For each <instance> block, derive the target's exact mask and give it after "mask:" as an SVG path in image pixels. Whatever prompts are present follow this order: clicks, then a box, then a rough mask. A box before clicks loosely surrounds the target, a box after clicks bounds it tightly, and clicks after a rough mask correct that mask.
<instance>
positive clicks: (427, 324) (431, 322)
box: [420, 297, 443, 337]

★ ★ ★

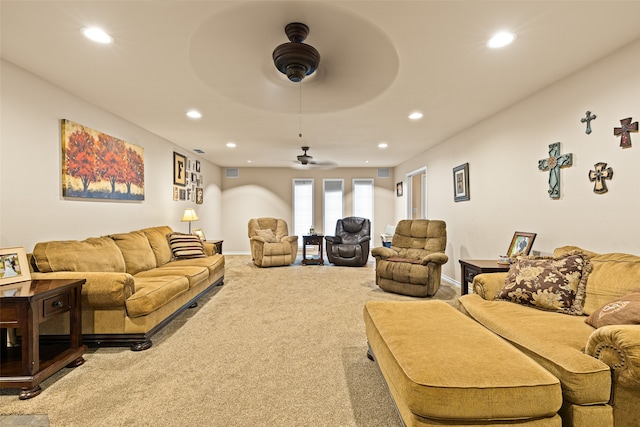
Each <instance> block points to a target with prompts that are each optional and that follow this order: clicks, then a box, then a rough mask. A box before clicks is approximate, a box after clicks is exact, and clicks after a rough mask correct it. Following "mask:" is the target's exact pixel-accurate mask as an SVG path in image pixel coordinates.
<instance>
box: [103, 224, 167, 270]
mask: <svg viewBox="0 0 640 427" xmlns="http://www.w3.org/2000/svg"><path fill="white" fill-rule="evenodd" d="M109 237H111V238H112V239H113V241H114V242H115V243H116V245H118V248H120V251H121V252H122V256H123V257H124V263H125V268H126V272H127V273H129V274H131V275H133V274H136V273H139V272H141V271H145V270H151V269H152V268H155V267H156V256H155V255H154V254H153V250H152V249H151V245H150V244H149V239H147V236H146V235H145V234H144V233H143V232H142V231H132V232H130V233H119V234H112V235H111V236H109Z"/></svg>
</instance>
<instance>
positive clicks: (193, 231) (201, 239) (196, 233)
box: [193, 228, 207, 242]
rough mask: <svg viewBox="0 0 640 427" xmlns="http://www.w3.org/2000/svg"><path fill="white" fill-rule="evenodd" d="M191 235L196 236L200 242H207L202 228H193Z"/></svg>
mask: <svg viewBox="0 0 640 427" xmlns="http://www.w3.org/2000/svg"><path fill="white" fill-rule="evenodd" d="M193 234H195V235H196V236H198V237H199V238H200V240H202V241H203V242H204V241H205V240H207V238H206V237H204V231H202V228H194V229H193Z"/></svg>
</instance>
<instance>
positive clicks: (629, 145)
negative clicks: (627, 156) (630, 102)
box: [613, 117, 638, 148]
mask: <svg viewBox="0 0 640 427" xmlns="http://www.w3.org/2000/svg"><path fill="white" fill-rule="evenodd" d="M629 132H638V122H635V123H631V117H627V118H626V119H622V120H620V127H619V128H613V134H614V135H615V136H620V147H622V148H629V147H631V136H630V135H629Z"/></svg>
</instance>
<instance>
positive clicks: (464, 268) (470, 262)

★ ★ ★

Problem description → Show each line in the listing above that has "correct".

Task answer →
For each <instance> block, derive the target's exact mask and give it after "mask:" as an SVG path in image pixels. Whatever prompts are present follow this order: clicks, then a box, then a rough mask. A box before clicks loosely surrounds the target, a box after clicks bounds it tightly, and clicks after a rough mask correct that mask.
Each <instance> block points to a target with prompts that are each optional and that follow this order: clicks, then a box, then a rough mask. A box before clicks is approximate, a box after clicks is exact, and clicks after a rough mask correct it. Following "mask:" is the target's exact pixel-accurate mask as an SVG path in image pixel coordinates.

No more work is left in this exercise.